[Information — start]

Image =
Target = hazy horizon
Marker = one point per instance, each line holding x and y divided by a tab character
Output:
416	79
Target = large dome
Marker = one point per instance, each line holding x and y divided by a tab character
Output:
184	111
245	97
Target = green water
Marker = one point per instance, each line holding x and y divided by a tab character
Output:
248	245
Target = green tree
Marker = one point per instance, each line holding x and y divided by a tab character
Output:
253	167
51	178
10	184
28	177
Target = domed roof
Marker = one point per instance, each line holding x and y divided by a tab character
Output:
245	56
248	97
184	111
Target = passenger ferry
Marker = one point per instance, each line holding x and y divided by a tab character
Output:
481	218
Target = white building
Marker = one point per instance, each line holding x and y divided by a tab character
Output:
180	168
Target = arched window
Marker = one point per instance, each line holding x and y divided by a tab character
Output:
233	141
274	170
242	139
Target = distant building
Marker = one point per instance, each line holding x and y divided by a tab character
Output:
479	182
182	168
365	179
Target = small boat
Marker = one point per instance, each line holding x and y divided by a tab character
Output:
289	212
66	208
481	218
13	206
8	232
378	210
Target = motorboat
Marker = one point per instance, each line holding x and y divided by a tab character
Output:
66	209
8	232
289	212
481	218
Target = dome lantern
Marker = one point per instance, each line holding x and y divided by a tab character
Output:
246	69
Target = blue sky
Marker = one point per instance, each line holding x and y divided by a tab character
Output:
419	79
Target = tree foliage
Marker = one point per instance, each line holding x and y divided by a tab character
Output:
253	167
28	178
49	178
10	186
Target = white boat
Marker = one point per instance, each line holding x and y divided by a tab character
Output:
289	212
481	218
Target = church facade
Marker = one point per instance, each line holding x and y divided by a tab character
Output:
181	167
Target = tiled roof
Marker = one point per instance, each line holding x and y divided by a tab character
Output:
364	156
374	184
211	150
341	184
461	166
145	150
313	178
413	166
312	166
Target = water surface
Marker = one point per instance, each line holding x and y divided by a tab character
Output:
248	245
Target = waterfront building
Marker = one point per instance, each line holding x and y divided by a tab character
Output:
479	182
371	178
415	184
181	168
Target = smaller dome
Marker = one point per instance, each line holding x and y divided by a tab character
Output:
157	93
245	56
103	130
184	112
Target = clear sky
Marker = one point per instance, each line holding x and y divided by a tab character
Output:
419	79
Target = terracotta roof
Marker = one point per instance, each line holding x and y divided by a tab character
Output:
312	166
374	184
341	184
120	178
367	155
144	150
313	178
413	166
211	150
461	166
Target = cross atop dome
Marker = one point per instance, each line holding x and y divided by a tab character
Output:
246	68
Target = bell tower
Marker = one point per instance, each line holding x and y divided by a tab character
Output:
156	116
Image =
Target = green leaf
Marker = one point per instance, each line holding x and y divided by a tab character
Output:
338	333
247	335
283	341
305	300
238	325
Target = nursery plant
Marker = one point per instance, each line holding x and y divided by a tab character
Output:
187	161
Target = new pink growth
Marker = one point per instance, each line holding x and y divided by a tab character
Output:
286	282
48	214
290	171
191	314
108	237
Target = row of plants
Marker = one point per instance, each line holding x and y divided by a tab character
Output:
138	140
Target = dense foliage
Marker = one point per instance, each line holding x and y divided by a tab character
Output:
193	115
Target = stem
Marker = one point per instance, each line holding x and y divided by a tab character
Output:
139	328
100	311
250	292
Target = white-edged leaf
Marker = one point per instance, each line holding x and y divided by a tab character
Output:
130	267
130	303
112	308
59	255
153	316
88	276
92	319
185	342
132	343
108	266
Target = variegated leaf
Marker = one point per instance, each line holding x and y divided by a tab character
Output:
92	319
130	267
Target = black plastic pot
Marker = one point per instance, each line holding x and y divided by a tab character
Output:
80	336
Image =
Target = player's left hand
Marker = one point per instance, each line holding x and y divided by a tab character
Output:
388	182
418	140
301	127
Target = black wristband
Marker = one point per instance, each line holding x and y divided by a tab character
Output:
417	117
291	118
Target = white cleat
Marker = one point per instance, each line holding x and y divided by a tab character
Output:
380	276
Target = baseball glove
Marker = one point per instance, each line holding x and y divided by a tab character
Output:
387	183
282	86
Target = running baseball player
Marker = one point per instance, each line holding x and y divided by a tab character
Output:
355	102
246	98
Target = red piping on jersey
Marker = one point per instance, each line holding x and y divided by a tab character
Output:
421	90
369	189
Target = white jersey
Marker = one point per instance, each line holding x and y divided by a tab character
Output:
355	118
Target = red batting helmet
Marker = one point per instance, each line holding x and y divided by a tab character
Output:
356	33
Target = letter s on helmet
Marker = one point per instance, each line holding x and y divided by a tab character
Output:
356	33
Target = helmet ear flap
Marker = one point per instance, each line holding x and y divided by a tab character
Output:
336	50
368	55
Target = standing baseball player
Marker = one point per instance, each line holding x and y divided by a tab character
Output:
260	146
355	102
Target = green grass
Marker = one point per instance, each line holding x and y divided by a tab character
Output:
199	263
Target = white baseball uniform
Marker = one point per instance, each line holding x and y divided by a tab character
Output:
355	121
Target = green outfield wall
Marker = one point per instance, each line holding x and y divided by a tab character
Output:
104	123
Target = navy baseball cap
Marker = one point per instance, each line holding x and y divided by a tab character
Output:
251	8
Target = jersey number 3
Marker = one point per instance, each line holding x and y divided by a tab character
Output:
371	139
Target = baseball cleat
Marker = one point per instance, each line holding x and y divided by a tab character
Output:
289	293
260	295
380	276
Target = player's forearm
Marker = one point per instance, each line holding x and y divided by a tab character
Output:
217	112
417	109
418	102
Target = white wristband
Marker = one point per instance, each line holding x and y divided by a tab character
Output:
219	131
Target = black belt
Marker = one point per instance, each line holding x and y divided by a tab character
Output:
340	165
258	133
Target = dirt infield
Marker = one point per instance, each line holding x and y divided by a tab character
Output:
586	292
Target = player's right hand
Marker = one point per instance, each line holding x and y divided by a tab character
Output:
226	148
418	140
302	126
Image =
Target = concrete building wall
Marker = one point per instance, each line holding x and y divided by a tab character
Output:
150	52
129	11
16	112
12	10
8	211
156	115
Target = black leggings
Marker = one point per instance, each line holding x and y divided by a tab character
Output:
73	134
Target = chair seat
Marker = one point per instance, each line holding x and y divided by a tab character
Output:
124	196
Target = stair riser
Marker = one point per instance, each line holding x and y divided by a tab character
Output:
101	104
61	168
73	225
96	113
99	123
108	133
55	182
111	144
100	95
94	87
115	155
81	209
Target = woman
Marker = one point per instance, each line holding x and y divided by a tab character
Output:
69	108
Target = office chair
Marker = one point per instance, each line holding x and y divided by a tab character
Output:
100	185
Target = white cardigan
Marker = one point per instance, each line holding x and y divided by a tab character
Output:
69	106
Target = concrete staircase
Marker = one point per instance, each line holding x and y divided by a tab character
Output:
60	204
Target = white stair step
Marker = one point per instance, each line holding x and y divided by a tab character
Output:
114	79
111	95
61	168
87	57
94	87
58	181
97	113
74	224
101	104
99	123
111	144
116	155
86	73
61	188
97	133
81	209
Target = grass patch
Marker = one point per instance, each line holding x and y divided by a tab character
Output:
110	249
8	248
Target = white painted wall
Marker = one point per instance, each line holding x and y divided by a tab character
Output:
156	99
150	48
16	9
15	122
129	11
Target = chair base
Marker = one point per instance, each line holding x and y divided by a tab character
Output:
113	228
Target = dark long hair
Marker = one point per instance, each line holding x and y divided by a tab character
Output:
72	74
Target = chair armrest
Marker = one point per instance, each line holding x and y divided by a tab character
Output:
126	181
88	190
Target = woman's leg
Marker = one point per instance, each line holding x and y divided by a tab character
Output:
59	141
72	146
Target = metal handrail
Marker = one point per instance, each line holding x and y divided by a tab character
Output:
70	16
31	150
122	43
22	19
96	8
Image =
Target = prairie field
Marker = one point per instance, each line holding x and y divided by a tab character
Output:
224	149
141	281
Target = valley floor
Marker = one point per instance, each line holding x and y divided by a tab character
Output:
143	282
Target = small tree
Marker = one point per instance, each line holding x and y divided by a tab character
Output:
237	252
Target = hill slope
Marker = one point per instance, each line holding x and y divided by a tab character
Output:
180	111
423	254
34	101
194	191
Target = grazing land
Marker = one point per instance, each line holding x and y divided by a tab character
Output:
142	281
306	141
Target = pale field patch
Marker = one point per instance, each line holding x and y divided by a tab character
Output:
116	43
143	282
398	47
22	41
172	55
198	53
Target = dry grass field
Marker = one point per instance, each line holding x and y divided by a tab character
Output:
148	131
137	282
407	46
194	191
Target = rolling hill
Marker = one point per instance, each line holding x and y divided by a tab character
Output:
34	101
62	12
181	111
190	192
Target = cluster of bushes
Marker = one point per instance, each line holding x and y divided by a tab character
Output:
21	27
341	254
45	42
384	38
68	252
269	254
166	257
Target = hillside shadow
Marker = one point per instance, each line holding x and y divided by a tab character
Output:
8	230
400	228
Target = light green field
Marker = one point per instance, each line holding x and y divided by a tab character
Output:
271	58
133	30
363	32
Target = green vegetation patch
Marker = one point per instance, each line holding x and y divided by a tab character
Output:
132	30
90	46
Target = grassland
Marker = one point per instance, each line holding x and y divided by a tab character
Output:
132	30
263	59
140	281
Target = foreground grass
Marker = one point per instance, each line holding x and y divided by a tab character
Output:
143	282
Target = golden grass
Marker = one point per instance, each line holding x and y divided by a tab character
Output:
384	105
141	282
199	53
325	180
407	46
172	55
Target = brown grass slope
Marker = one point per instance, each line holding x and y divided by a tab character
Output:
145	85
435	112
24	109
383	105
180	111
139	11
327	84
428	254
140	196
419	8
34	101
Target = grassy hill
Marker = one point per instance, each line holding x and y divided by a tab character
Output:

[Information — finish]

Print exactly the lines above, between the one holding "Target = concrete staircase" and the one holding "Target = dark long hair", inclusive, and nothing besides.

Target = concrete staircase
Marker = one point per instance, each line holding x and y divided by a tab character
Output:
60	204
Target = white stair step
Marker = one point per instance, each line holding x and y divided by a tab character
Output:
114	79
111	95
61	168
87	57
94	87
58	181
97	113
74	224
101	104
99	123
111	144
116	155
86	73
61	188
97	133
81	209
Target = grass patch
Marker = one point per instance, each line holding x and y divided by a tab character
Output:
110	249
8	248
Target = white painted wall
Marker = one point per instance, each line holding x and y divided by a tab character
Output:
156	99
150	48
16	9
15	122
129	11
Target = chair base
Marker = one point per instance, each line holding x and y divided by a tab character
Output:
113	228
Target = dark long hair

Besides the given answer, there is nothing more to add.